*** Data provided Section Begins ***
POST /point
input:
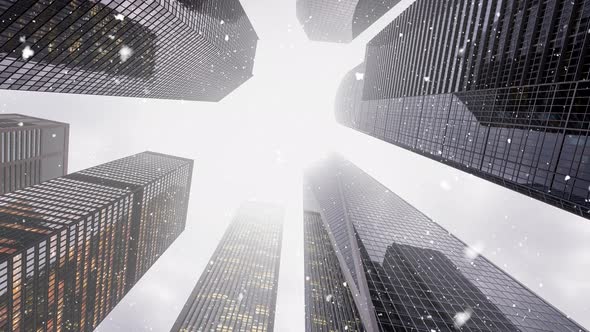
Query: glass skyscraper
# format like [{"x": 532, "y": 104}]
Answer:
[
  {"x": 406, "y": 273},
  {"x": 238, "y": 290},
  {"x": 32, "y": 150},
  {"x": 168, "y": 49},
  {"x": 339, "y": 21},
  {"x": 329, "y": 305},
  {"x": 72, "y": 247},
  {"x": 498, "y": 89}
]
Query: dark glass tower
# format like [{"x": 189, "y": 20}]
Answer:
[
  {"x": 238, "y": 290},
  {"x": 339, "y": 21},
  {"x": 192, "y": 50},
  {"x": 498, "y": 89},
  {"x": 72, "y": 247},
  {"x": 409, "y": 274},
  {"x": 329, "y": 305},
  {"x": 32, "y": 150}
]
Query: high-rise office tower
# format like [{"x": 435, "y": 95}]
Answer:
[
  {"x": 238, "y": 290},
  {"x": 498, "y": 89},
  {"x": 329, "y": 305},
  {"x": 169, "y": 49},
  {"x": 32, "y": 150},
  {"x": 409, "y": 274},
  {"x": 73, "y": 246},
  {"x": 339, "y": 21}
]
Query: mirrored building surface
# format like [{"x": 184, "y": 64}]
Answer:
[
  {"x": 407, "y": 273},
  {"x": 72, "y": 247},
  {"x": 496, "y": 88},
  {"x": 32, "y": 150},
  {"x": 238, "y": 290},
  {"x": 329, "y": 303},
  {"x": 339, "y": 21},
  {"x": 168, "y": 49}
]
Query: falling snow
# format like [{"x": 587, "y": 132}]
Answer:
[
  {"x": 472, "y": 252},
  {"x": 28, "y": 52},
  {"x": 462, "y": 317},
  {"x": 125, "y": 53}
]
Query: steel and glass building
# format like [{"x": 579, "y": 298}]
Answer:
[
  {"x": 168, "y": 49},
  {"x": 339, "y": 21},
  {"x": 499, "y": 89},
  {"x": 406, "y": 273},
  {"x": 238, "y": 289},
  {"x": 329, "y": 305},
  {"x": 73, "y": 246},
  {"x": 32, "y": 150}
]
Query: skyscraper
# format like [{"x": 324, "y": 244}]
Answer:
[
  {"x": 339, "y": 21},
  {"x": 409, "y": 274},
  {"x": 32, "y": 150},
  {"x": 238, "y": 290},
  {"x": 498, "y": 89},
  {"x": 193, "y": 50},
  {"x": 329, "y": 305},
  {"x": 72, "y": 247}
]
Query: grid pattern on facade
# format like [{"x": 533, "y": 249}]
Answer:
[
  {"x": 68, "y": 252},
  {"x": 151, "y": 49},
  {"x": 339, "y": 21},
  {"x": 528, "y": 148},
  {"x": 496, "y": 88},
  {"x": 237, "y": 291},
  {"x": 417, "y": 274},
  {"x": 32, "y": 150},
  {"x": 329, "y": 303}
]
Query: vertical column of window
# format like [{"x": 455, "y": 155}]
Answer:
[
  {"x": 519, "y": 44},
  {"x": 418, "y": 40},
  {"x": 469, "y": 17},
  {"x": 551, "y": 51},
  {"x": 29, "y": 286},
  {"x": 52, "y": 293},
  {"x": 567, "y": 41},
  {"x": 485, "y": 41},
  {"x": 17, "y": 292},
  {"x": 503, "y": 59},
  {"x": 473, "y": 42},
  {"x": 62, "y": 273},
  {"x": 486, "y": 80},
  {"x": 454, "y": 45},
  {"x": 434, "y": 47},
  {"x": 530, "y": 45},
  {"x": 393, "y": 83}
]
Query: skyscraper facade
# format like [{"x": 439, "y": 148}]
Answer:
*** Data provided Section Ends ***
*About this task*. Copy out all the data without changing anything, and drop the pictures.

*Your solution*.
POST /point
input:
Query: glass skyscraper
# format like [{"x": 532, "y": 104}]
Answer:
[
  {"x": 406, "y": 273},
  {"x": 238, "y": 290},
  {"x": 32, "y": 150},
  {"x": 168, "y": 49},
  {"x": 339, "y": 21},
  {"x": 329, "y": 305},
  {"x": 72, "y": 247},
  {"x": 498, "y": 89}
]
Query: dark glass tower
# format like [{"x": 189, "y": 20}]
Answer:
[
  {"x": 238, "y": 290},
  {"x": 339, "y": 21},
  {"x": 192, "y": 50},
  {"x": 498, "y": 89},
  {"x": 72, "y": 247},
  {"x": 409, "y": 274},
  {"x": 329, "y": 305},
  {"x": 32, "y": 150}
]
Query: high-rise office tower
# format like [{"x": 435, "y": 95}]
Answer:
[
  {"x": 238, "y": 290},
  {"x": 498, "y": 89},
  {"x": 329, "y": 305},
  {"x": 169, "y": 49},
  {"x": 32, "y": 150},
  {"x": 409, "y": 274},
  {"x": 73, "y": 246},
  {"x": 339, "y": 21}
]
Query: mirrored building surface
# format like [{"x": 184, "y": 64}]
Answer:
[
  {"x": 407, "y": 273},
  {"x": 72, "y": 247},
  {"x": 496, "y": 88},
  {"x": 32, "y": 150},
  {"x": 238, "y": 290},
  {"x": 329, "y": 303},
  {"x": 339, "y": 21},
  {"x": 168, "y": 49}
]
Query: falling snow
# format like [{"x": 587, "y": 132}]
Answer:
[
  {"x": 472, "y": 252},
  {"x": 28, "y": 52},
  {"x": 462, "y": 317},
  {"x": 125, "y": 53}
]
Query: steel and glass building
# format like [{"x": 579, "y": 298}]
Answer:
[
  {"x": 168, "y": 49},
  {"x": 339, "y": 21},
  {"x": 499, "y": 89},
  {"x": 406, "y": 273},
  {"x": 238, "y": 289},
  {"x": 329, "y": 305},
  {"x": 73, "y": 246},
  {"x": 32, "y": 150}
]
Query: skyscraper
# format like [{"x": 324, "y": 244}]
Answer:
[
  {"x": 339, "y": 21},
  {"x": 409, "y": 274},
  {"x": 32, "y": 150},
  {"x": 238, "y": 290},
  {"x": 498, "y": 89},
  {"x": 193, "y": 50},
  {"x": 329, "y": 305},
  {"x": 72, "y": 247}
]
Query: grid pattern on facade
# format like [{"x": 533, "y": 249}]
Answer:
[
  {"x": 68, "y": 252},
  {"x": 151, "y": 49},
  {"x": 339, "y": 21},
  {"x": 528, "y": 148},
  {"x": 496, "y": 88},
  {"x": 237, "y": 291},
  {"x": 417, "y": 274},
  {"x": 32, "y": 150},
  {"x": 329, "y": 303}
]
Query: vertical column of window
# format like [{"x": 455, "y": 155}]
Answer:
[
  {"x": 519, "y": 44},
  {"x": 418, "y": 40},
  {"x": 469, "y": 17},
  {"x": 551, "y": 51},
  {"x": 29, "y": 286},
  {"x": 52, "y": 293},
  {"x": 567, "y": 41},
  {"x": 485, "y": 41},
  {"x": 17, "y": 292},
  {"x": 503, "y": 59},
  {"x": 473, "y": 42},
  {"x": 62, "y": 273},
  {"x": 486, "y": 80},
  {"x": 454, "y": 45},
  {"x": 434, "y": 47},
  {"x": 530, "y": 45},
  {"x": 393, "y": 83}
]
Query: skyscraper facade
# format like [{"x": 439, "y": 148}]
Answer:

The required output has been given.